GOAL: Exactly as they appear, output all of the entries.

=====

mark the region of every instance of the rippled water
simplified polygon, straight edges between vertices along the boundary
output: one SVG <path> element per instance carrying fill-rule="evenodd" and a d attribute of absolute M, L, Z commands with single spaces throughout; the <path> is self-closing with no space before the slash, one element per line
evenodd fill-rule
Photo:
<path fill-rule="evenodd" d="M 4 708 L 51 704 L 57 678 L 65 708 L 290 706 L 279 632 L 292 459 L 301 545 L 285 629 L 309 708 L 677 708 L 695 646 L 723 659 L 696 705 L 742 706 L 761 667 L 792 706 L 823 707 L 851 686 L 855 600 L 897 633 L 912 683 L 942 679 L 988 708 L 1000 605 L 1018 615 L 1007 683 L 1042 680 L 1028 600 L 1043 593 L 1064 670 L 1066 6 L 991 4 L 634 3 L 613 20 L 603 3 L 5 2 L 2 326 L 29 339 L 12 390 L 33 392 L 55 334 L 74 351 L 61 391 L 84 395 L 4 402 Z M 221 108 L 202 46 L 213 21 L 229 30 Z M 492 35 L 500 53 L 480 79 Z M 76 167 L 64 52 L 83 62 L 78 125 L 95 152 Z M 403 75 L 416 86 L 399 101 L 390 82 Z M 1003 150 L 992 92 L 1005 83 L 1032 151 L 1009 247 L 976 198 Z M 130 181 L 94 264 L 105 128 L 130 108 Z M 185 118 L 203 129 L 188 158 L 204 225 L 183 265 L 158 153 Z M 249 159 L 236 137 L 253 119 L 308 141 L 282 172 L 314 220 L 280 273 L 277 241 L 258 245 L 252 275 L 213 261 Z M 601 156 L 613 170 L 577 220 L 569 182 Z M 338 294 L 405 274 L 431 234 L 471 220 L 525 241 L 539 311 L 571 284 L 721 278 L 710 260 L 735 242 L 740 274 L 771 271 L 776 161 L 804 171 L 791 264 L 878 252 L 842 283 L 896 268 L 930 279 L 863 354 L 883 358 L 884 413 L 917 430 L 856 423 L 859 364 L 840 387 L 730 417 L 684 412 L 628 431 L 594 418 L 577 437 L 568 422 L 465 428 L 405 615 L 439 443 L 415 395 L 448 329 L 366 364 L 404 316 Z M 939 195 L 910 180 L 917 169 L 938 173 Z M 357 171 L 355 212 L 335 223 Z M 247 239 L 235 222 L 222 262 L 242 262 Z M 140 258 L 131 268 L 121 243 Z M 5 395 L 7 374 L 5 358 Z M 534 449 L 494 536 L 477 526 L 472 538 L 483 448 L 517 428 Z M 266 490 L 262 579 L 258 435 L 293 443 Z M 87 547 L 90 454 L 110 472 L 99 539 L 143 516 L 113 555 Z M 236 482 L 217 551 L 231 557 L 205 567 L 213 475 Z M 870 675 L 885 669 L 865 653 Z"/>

=====

RESULT OF THIS TASK:
mark the region of every instance of the rippled water
simplified polygon, straight edges between vertices along the boundary
output: one SVG <path> element per instance carrying fill-rule="evenodd" and a d attribute of absolute M, L, Z commands with single spaces throughout; the <path> is self-closing with no space before the slash, one element per line
evenodd fill-rule
Photo:
<path fill-rule="evenodd" d="M 4 708 L 51 704 L 57 678 L 65 708 L 290 706 L 279 632 L 292 459 L 301 545 L 285 629 L 309 708 L 677 708 L 695 646 L 723 659 L 696 705 L 742 706 L 761 667 L 792 706 L 823 707 L 851 686 L 855 600 L 897 633 L 912 683 L 942 679 L 988 708 L 1000 605 L 1018 615 L 1007 683 L 1042 680 L 1028 600 L 1043 593 L 1064 670 L 1066 6 L 991 4 L 634 3 L 613 20 L 603 3 L 5 2 L 2 326 L 29 339 L 12 390 L 33 392 L 55 334 L 74 351 L 61 391 L 84 395 L 4 402 Z M 221 108 L 202 46 L 213 21 L 229 30 Z M 492 35 L 500 53 L 480 79 Z M 76 167 L 64 52 L 83 62 L 78 125 L 95 152 Z M 403 75 L 416 86 L 399 101 L 390 82 Z M 1003 150 L 992 92 L 1005 83 L 1032 151 L 1009 247 L 976 198 Z M 130 181 L 94 264 L 105 128 L 130 108 Z M 185 118 L 203 129 L 188 158 L 204 225 L 183 265 L 158 153 Z M 249 159 L 236 137 L 253 119 L 308 141 L 282 172 L 314 220 L 280 273 L 277 241 L 258 245 L 252 275 L 213 261 Z M 601 156 L 613 170 L 577 220 L 569 182 Z M 338 294 L 405 274 L 431 234 L 471 220 L 525 241 L 539 311 L 571 284 L 721 278 L 710 260 L 735 242 L 740 274 L 771 271 L 776 161 L 804 171 L 791 264 L 878 252 L 842 283 L 896 268 L 930 279 L 863 354 L 883 358 L 884 413 L 917 430 L 856 423 L 859 364 L 840 387 L 730 417 L 684 412 L 628 431 L 594 418 L 577 437 L 568 422 L 465 428 L 405 615 L 439 443 L 415 395 L 448 329 L 366 364 L 404 316 Z M 939 195 L 910 180 L 917 169 L 938 173 Z M 357 171 L 355 212 L 335 223 Z M 247 239 L 235 222 L 222 262 L 242 262 Z M 140 258 L 131 268 L 121 243 Z M 5 395 L 7 374 L 5 358 Z M 534 449 L 494 536 L 477 526 L 472 538 L 483 448 L 517 428 Z M 266 490 L 262 579 L 258 435 L 293 443 Z M 87 547 L 90 454 L 110 472 L 99 539 L 143 516 L 113 555 Z M 236 482 L 217 551 L 231 557 L 205 567 L 213 475 Z M 870 675 L 885 669 L 865 653 Z"/>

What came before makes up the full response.